Below are some records. Return exactly the lines from the one with "Each <instance> block" to the one with "positive clicks: (263, 53) (190, 245)", and nothing else.

··· Data under study ···

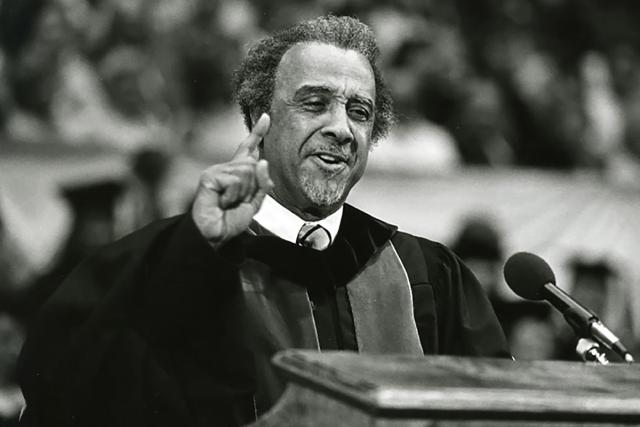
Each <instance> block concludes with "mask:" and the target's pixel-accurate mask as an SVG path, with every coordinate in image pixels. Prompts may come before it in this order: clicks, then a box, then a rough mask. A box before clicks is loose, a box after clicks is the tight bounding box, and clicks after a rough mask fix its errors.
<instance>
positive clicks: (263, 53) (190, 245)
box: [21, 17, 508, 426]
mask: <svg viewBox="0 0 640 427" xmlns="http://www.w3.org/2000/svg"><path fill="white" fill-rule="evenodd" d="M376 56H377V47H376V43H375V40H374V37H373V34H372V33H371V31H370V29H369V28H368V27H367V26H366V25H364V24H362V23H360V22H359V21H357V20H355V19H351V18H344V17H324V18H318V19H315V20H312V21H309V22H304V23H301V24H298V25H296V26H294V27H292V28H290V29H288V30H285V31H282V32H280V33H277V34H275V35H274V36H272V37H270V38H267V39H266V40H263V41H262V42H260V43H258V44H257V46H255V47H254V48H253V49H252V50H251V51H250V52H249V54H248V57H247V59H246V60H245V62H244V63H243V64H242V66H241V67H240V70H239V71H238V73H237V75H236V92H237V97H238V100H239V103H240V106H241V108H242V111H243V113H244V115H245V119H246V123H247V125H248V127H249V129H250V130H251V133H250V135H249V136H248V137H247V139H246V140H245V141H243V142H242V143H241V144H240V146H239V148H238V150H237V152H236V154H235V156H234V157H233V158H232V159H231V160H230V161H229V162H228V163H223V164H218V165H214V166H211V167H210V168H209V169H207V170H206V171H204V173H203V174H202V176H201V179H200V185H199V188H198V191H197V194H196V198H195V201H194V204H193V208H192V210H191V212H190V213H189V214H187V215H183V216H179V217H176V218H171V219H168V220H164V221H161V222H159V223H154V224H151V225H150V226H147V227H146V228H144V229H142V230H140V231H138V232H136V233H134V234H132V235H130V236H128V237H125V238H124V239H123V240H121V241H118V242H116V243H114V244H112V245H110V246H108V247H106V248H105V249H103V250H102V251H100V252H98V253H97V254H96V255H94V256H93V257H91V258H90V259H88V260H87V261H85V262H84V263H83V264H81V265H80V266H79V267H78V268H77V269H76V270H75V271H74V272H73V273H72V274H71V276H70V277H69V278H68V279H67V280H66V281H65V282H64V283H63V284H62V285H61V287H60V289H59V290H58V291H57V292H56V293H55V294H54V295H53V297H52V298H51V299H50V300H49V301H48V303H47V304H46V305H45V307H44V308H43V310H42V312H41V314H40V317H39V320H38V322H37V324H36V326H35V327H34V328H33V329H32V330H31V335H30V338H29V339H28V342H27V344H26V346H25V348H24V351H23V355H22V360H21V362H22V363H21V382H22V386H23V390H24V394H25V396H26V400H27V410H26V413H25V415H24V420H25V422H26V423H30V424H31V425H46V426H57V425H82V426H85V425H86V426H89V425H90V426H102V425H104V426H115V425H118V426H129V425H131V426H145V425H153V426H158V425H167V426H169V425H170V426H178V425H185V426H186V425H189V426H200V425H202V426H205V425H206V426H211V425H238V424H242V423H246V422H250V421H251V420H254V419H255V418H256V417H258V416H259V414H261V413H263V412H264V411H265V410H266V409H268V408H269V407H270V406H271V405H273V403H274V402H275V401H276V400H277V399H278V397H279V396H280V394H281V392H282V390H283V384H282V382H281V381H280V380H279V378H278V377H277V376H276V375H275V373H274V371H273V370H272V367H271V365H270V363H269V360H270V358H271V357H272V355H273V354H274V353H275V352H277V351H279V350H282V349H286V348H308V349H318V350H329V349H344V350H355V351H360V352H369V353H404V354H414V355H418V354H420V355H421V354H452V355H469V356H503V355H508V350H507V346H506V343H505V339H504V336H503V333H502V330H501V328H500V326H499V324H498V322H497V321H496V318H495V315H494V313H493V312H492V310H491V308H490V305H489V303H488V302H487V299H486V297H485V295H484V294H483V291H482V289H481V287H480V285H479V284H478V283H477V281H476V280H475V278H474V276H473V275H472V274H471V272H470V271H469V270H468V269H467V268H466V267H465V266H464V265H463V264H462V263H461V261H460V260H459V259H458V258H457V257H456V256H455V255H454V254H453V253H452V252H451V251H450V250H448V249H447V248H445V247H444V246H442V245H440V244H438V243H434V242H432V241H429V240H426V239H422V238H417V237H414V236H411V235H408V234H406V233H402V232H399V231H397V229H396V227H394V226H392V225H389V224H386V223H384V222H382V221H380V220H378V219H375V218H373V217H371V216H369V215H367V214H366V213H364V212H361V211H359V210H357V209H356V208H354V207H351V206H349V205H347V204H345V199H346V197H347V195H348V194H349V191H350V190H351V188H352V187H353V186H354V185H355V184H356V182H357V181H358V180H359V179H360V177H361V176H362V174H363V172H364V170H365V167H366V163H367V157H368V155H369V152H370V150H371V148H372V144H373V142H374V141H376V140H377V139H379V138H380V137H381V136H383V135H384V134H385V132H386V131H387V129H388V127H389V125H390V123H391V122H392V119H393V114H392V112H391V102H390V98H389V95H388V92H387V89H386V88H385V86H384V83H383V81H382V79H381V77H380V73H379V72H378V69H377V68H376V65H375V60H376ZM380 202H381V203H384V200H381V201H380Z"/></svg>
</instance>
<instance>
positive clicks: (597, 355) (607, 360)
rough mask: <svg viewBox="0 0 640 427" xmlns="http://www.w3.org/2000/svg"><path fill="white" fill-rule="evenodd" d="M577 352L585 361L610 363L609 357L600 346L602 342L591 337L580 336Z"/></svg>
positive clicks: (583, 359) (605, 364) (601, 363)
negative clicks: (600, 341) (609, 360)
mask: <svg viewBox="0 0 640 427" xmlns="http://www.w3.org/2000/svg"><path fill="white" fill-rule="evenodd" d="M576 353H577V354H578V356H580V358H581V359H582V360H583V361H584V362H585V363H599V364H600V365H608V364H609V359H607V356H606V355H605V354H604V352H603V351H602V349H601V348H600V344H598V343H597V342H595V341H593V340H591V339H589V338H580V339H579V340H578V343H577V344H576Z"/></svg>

···
··· Data under study ···

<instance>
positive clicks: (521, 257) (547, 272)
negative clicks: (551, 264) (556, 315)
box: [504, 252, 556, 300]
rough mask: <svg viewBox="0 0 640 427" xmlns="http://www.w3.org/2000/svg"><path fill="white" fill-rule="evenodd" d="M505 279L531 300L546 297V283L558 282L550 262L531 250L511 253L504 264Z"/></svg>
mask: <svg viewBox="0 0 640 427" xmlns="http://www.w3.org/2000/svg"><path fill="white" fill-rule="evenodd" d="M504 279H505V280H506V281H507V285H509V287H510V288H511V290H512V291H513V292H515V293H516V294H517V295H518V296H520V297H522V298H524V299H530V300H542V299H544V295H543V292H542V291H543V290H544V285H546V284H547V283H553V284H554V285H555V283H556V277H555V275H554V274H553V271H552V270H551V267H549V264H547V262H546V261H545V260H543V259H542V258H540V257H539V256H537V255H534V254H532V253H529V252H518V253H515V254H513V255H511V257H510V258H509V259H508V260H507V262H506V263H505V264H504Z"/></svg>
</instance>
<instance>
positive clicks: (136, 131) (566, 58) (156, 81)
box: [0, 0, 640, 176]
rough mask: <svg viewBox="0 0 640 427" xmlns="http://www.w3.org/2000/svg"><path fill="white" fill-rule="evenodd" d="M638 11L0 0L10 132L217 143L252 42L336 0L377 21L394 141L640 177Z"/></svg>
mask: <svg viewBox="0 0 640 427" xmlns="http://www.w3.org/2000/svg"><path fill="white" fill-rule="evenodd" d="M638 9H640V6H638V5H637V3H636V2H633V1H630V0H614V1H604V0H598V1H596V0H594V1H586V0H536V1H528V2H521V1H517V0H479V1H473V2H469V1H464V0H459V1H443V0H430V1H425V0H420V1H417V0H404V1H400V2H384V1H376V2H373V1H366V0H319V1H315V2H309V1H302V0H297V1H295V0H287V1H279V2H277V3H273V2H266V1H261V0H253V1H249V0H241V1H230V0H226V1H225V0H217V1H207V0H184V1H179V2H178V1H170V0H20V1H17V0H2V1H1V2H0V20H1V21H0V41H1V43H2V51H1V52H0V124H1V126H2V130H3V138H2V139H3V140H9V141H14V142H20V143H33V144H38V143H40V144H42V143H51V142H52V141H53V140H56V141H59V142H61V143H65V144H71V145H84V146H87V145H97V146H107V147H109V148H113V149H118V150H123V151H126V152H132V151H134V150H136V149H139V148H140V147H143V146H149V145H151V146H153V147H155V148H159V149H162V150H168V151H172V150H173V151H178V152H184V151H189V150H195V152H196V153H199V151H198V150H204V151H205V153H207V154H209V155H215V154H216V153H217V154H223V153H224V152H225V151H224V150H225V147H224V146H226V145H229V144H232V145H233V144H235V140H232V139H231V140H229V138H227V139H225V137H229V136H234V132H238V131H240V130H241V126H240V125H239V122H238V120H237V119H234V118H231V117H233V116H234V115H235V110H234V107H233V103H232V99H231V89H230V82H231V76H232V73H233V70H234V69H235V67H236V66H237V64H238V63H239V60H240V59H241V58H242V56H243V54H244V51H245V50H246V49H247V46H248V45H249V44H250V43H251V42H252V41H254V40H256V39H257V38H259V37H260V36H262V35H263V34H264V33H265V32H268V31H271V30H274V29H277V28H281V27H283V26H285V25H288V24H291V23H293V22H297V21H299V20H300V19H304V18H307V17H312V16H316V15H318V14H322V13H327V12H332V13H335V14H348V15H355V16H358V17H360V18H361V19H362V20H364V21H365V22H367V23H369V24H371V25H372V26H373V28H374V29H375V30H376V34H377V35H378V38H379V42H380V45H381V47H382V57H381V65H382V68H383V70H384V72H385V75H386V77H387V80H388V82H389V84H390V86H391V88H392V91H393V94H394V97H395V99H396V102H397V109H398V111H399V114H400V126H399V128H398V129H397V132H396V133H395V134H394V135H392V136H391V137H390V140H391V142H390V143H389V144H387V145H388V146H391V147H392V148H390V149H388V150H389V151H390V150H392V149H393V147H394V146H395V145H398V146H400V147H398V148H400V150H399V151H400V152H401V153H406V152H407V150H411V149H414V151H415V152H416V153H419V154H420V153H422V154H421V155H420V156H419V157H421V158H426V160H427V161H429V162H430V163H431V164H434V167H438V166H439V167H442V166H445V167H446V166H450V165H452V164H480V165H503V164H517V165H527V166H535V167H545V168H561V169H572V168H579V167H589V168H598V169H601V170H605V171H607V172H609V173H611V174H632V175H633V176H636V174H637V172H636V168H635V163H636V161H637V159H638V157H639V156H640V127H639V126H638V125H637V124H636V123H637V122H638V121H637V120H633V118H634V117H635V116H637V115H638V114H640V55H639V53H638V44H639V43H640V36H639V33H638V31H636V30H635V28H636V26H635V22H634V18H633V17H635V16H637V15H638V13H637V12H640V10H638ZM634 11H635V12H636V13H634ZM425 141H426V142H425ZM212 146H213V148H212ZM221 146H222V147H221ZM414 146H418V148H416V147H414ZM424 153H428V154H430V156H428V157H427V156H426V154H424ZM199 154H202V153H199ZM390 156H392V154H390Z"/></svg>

···

_Exercise result_
Each <instance> block concludes with "mask:" and the target's pixel-accurate mask as an SVG path, with every coordinate in image pixels. Prompts may come before it in this order: clicks, then a box, then a rough mask. A box before clicks is loose, a box after clicks is the tight bounding box, and clicks after a rough mask fix its errors.
<instance>
positive clicks: (263, 53) (190, 245)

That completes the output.